Job:
Carry on the passage about Marianne Faithfull's 1965 debut album, writing on from its last sentence.

** START OF Document section **

Marianne Faithfull is the debut studio album by English singer Marianne Faithfull. It was released simultaneously with her album Come My Way on 15 April 1965 by Decca Records. The double release was a result of different creative directions. While the record label pressed Faithfull to record a pop album, she wanted to record an album of folk songs. Even after the label suggested an album containing both genres, Faithfull decided to make two separate albums instead; Marianne Faithfull as the pop album and Come My Way as the folk album. In the United States, it was released by London Records with a slightly different track list and inclusion of the song "This Little Bird".

The front cover photography is by David Bailey and the back by Gered Mankowitz. The arrangements were by David Whittaker and Jon Mark with Mike Leander directing the arrangements. The engineer at Decca Studios was Peter Hitchcock and Gus Dudgeon at Lansdowne Studios, Holland Park.

** END OF Document section **
** START OF Extracted entries **

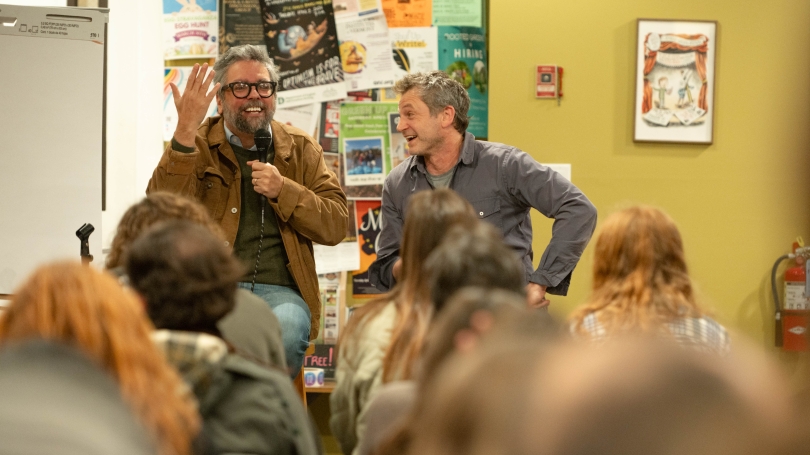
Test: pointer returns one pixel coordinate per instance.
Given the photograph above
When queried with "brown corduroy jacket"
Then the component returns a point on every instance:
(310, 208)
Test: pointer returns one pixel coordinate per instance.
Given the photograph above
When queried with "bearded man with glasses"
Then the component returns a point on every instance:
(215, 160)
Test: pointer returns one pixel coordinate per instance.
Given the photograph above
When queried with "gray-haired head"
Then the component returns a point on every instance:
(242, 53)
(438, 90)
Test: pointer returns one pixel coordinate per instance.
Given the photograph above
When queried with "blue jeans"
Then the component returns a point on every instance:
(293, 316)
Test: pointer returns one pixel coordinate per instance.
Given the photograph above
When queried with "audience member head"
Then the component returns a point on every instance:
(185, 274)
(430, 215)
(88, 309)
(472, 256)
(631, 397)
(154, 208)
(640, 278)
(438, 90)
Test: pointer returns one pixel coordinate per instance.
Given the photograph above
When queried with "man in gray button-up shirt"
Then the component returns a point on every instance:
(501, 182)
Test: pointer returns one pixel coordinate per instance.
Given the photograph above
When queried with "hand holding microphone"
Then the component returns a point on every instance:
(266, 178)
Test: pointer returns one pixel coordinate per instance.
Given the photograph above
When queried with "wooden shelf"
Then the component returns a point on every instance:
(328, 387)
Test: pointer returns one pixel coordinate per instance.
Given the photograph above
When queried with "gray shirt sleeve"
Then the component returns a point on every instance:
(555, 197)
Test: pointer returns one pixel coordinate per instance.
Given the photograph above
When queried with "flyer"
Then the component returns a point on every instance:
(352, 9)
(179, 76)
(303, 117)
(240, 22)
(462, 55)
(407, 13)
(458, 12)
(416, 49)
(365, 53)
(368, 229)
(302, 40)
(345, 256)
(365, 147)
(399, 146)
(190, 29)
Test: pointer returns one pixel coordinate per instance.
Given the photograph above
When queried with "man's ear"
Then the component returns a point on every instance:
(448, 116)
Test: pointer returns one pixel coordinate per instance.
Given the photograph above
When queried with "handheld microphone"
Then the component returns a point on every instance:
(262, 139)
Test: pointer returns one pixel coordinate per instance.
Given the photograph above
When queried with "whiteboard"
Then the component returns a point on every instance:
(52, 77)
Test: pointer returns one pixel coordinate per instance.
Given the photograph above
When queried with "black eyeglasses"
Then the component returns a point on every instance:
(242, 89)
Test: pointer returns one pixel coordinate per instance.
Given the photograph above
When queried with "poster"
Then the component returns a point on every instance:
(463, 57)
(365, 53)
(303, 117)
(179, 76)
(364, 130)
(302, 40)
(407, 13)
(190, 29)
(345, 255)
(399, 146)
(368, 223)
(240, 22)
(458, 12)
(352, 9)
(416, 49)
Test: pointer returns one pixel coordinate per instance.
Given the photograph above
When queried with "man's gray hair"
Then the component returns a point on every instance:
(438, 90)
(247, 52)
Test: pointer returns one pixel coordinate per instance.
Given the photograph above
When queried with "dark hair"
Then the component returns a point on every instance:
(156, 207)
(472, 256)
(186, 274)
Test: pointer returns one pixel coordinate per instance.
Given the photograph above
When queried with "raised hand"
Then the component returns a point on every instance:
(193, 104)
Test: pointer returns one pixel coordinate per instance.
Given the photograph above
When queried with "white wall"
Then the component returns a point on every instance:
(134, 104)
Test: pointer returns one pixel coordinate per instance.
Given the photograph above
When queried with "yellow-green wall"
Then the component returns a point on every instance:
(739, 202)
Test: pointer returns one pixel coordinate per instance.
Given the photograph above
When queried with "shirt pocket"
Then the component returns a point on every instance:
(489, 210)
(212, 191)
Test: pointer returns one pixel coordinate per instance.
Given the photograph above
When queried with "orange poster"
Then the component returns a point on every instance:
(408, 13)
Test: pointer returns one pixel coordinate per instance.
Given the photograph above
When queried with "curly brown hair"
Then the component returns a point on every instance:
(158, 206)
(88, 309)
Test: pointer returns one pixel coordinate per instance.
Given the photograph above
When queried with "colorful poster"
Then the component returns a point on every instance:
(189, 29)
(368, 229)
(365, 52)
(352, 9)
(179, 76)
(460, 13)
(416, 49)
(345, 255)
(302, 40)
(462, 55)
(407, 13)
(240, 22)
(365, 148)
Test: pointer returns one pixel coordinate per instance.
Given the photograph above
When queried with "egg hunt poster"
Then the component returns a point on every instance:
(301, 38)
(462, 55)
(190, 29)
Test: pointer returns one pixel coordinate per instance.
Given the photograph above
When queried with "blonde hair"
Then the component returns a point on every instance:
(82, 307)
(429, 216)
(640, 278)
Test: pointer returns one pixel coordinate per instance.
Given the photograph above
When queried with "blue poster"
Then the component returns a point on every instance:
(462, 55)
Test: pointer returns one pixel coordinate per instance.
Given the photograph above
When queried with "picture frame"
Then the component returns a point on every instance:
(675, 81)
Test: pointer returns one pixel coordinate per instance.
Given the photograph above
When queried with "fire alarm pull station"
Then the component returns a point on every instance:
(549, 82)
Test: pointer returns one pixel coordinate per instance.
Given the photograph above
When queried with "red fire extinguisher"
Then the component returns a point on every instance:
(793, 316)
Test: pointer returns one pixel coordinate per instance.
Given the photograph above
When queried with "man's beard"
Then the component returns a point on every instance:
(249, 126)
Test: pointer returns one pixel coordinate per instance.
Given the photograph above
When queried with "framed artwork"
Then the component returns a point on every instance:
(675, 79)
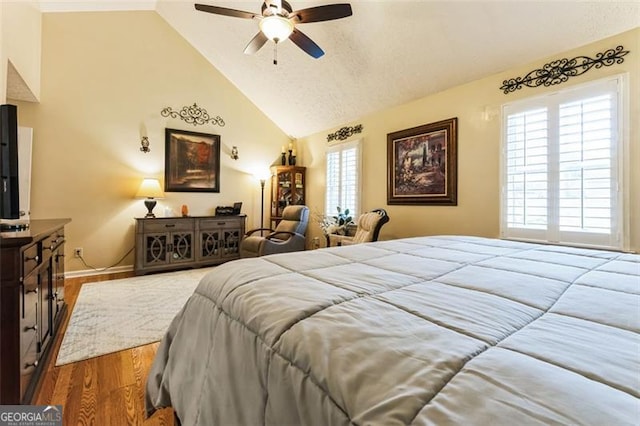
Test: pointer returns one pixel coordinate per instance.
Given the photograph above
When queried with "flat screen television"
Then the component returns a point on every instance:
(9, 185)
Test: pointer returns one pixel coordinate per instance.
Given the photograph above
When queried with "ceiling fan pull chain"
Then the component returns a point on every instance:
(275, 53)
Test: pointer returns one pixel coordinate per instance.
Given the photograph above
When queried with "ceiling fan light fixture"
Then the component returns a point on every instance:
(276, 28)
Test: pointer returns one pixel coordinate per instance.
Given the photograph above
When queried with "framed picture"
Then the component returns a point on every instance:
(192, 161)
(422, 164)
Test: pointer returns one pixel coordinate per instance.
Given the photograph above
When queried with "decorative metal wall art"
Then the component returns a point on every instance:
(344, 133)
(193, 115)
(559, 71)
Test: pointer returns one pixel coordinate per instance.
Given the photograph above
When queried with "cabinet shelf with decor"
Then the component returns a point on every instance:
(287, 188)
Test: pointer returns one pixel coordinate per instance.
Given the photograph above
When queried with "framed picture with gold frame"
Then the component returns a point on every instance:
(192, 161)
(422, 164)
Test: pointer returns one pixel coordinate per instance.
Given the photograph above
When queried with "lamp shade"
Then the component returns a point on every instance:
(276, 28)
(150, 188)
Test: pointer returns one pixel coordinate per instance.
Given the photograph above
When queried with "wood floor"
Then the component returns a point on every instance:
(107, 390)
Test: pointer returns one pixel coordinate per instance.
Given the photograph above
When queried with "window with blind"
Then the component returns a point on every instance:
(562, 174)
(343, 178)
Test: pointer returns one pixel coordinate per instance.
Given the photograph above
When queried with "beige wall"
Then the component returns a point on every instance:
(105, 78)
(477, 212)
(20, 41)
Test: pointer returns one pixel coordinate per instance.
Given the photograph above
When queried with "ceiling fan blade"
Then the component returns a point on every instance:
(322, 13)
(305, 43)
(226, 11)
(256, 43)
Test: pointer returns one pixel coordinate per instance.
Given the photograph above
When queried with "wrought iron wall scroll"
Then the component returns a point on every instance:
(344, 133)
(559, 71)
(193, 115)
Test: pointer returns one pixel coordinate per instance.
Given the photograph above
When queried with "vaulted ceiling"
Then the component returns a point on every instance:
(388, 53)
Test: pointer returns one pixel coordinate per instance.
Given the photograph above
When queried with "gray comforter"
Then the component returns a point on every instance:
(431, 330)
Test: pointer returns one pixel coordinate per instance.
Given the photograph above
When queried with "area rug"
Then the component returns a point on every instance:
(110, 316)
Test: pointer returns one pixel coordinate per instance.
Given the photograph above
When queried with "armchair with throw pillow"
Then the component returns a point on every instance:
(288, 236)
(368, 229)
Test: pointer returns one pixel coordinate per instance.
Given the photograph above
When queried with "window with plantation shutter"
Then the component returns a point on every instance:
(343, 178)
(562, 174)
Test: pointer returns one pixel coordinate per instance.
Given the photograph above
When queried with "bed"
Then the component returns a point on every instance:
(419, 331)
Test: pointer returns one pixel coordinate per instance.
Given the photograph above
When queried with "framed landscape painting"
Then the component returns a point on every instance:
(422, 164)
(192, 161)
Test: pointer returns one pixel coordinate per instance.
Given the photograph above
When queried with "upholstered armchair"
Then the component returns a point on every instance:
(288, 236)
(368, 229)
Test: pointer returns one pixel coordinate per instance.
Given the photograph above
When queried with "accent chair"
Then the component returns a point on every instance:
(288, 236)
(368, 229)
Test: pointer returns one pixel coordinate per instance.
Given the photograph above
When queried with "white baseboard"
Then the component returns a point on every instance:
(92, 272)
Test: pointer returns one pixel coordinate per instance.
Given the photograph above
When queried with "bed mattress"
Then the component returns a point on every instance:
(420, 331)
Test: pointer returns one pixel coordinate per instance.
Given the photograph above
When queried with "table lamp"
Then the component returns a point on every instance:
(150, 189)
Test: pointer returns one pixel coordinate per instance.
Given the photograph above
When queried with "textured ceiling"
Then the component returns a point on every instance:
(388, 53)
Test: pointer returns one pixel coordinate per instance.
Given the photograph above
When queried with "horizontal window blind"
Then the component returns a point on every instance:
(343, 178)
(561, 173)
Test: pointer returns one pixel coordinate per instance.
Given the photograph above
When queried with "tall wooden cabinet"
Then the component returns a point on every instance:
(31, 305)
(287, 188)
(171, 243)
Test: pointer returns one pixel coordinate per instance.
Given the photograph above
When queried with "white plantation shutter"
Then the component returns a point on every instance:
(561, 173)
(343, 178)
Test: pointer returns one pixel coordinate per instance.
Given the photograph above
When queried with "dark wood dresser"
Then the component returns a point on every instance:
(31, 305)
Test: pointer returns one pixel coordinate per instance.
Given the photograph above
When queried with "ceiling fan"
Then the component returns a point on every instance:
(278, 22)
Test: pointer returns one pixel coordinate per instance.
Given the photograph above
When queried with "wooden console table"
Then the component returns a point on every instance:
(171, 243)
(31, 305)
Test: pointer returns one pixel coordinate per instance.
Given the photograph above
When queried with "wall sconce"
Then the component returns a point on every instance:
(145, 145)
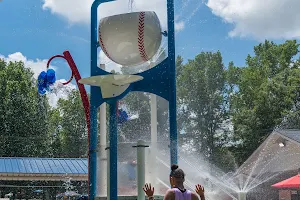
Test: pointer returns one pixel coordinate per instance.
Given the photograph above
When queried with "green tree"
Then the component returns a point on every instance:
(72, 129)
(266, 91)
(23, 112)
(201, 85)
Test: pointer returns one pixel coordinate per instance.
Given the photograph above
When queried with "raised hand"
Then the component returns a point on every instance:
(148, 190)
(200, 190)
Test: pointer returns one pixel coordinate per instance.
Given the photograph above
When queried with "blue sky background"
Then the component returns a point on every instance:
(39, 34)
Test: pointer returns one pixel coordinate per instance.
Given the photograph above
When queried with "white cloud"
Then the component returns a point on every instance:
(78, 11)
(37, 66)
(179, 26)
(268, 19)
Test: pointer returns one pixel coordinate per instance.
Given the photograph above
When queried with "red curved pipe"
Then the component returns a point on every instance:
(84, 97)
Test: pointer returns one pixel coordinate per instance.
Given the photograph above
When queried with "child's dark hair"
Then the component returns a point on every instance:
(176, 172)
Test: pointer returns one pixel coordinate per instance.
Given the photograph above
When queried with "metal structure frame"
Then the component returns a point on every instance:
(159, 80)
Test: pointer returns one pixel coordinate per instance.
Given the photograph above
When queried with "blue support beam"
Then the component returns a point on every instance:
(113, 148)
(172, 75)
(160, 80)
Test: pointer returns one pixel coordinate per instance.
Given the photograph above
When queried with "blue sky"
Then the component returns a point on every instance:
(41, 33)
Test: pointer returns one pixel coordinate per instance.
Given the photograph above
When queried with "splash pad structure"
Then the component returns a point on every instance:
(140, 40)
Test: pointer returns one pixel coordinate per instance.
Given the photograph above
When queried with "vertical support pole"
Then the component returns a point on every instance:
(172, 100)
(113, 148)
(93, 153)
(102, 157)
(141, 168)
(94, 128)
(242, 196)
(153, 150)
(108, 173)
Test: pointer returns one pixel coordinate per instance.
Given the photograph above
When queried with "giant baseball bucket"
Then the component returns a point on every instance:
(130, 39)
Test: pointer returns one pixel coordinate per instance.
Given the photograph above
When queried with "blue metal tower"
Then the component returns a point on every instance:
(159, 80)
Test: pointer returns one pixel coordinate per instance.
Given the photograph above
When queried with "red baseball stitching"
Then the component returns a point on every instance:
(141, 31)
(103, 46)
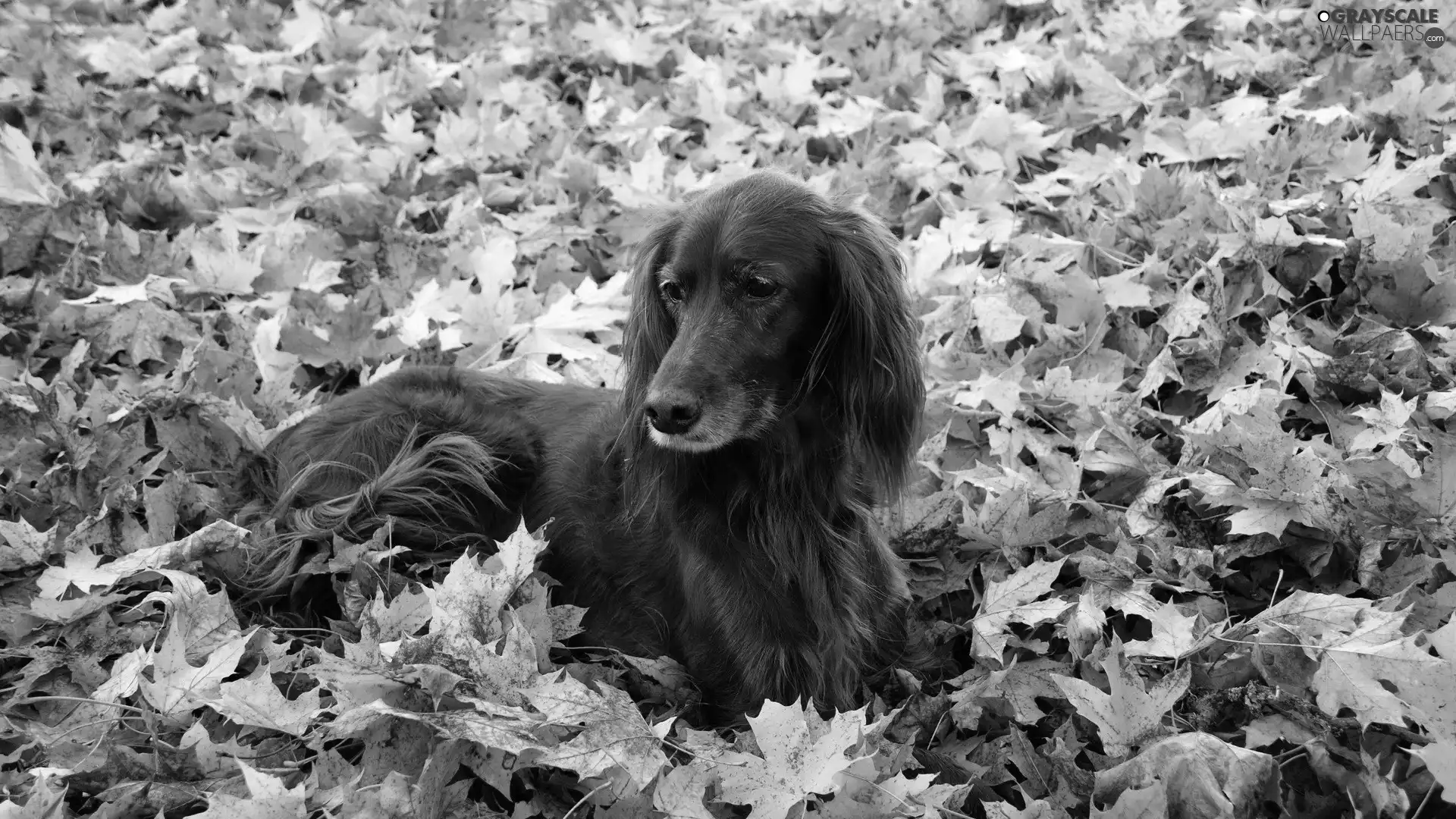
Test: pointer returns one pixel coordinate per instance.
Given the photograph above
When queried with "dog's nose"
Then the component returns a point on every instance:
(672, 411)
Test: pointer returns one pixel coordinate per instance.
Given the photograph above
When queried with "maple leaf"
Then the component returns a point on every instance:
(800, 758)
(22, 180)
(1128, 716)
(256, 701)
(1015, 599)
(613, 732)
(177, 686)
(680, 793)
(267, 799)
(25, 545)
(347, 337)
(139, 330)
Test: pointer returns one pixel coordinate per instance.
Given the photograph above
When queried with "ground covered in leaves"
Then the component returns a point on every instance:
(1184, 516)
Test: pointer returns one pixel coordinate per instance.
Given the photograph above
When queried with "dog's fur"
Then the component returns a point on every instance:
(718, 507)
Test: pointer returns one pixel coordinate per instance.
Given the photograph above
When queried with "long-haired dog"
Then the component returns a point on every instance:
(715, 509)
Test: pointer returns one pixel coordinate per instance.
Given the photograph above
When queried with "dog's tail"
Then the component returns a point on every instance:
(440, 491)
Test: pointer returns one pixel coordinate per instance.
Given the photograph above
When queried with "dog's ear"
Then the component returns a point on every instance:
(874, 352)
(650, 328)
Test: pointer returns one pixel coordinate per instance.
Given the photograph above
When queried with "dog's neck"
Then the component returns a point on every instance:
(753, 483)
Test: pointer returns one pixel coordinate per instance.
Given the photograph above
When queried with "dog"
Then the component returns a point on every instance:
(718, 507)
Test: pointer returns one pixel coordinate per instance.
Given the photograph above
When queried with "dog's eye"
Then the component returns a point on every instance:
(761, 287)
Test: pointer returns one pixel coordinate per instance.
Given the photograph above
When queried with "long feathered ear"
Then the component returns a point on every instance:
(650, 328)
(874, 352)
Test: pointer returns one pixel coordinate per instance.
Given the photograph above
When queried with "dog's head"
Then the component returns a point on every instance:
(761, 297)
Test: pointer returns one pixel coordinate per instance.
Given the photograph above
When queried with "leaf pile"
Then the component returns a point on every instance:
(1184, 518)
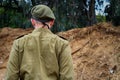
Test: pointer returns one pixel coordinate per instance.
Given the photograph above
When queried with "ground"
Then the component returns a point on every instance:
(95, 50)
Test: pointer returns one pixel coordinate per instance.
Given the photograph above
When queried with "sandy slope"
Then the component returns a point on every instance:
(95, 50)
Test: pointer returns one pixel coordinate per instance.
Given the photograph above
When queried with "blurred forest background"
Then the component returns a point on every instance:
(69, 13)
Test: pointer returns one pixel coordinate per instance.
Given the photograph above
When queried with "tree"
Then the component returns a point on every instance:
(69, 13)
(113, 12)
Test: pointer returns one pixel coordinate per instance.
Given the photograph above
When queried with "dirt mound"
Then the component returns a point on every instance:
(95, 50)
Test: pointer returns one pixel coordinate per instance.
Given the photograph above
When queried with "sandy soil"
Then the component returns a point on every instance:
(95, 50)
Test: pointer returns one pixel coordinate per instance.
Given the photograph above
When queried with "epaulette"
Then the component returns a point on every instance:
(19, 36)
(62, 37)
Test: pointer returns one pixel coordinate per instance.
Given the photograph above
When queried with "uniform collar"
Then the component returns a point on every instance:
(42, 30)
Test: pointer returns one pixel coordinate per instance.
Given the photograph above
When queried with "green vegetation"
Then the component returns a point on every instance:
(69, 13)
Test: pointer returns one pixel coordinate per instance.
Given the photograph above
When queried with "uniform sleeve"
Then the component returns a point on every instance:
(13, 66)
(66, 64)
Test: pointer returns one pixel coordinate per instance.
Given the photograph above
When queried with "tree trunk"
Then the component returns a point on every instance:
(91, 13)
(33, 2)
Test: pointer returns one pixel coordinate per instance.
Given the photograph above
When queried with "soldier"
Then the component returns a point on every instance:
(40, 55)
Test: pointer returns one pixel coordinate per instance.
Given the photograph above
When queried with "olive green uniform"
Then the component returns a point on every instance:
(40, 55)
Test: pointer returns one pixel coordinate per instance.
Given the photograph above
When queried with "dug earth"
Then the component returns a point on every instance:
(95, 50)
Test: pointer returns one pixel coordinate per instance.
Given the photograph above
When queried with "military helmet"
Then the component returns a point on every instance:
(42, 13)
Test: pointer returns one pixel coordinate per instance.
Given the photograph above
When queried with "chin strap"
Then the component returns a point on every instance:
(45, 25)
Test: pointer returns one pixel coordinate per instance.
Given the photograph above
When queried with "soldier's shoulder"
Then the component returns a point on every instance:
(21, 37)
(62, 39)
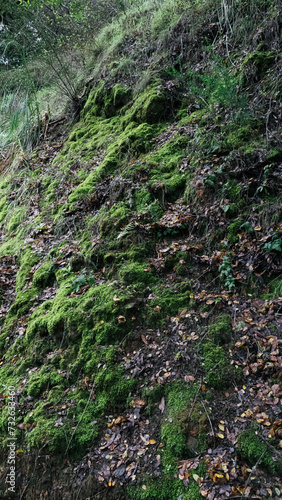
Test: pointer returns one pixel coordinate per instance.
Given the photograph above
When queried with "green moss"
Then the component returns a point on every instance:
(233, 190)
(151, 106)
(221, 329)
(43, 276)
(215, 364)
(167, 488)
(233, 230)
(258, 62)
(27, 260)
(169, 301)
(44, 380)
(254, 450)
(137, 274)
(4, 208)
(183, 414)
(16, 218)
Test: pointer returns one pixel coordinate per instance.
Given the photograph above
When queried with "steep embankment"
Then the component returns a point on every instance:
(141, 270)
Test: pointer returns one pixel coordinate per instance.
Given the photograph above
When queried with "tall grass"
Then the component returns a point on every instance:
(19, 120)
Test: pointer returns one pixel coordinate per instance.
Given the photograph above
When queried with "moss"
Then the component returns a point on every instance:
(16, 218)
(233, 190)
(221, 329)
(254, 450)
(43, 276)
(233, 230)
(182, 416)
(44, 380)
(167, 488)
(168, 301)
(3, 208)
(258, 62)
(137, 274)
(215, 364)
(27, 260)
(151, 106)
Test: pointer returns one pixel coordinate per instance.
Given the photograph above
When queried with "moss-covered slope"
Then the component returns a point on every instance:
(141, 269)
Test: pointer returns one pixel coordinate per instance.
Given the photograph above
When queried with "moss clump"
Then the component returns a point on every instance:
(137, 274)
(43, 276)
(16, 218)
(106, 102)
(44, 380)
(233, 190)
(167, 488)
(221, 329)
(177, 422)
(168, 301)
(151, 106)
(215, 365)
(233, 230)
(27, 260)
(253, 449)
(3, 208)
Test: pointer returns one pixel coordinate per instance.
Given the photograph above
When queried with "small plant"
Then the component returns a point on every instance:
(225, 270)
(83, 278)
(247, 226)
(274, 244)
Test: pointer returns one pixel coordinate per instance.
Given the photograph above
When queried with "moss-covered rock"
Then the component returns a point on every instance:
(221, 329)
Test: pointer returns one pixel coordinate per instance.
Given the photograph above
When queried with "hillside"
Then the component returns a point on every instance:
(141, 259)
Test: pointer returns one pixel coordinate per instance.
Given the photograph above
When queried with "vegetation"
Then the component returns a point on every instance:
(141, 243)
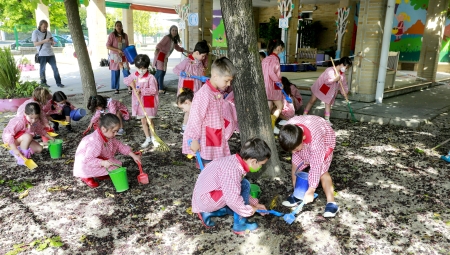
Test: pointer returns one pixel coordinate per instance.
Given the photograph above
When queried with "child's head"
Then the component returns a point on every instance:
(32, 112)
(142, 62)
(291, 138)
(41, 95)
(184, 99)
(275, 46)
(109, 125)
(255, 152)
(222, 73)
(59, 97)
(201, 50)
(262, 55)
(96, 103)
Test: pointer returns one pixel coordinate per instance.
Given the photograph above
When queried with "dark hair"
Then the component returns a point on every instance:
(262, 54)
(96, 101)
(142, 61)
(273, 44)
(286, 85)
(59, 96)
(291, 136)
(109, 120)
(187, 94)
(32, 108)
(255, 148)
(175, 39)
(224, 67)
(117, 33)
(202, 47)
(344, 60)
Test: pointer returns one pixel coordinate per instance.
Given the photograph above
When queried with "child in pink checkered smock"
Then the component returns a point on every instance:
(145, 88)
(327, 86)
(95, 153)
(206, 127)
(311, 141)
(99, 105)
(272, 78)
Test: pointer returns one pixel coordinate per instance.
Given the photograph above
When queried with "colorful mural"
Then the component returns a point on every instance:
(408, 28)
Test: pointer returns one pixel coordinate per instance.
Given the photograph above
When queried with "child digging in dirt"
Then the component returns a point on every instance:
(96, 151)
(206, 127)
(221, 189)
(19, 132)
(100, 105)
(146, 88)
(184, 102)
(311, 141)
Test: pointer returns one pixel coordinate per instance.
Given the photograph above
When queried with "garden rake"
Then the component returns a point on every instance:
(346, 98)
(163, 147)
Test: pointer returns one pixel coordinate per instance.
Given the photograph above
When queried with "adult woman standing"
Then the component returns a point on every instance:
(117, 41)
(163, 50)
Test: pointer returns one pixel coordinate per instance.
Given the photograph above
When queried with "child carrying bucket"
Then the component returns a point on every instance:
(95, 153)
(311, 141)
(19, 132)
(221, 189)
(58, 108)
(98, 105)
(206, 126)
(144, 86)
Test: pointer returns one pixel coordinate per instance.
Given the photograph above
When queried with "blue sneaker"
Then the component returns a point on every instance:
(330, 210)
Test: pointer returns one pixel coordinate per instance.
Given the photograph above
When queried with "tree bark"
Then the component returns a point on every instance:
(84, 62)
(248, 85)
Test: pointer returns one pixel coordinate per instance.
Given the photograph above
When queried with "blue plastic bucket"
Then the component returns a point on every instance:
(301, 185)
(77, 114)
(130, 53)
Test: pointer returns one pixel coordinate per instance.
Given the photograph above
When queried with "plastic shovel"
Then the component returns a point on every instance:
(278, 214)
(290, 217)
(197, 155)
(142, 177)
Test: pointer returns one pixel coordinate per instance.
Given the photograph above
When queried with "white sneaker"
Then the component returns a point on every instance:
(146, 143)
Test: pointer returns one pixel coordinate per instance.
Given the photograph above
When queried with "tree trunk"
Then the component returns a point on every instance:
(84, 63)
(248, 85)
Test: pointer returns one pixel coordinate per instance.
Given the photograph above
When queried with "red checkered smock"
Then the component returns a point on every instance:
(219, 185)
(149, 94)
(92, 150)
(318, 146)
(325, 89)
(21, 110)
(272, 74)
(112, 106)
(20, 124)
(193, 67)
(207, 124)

** END OF Extracted entries **

Exercise result:
Track listing

Personnel 
 Marianne Faithfull – vocals
 Tony Calder – producer
 Mike Leander – arrangements, direction
 David Whitaker – arrangements
 Jon Mark – arrangements
 Peter Hitchcock – engineer
 Gus Dudgeon – engineer
 David Bailey – photography
 Gered Mankowitz – photography

Credits adapted from the album liner notes.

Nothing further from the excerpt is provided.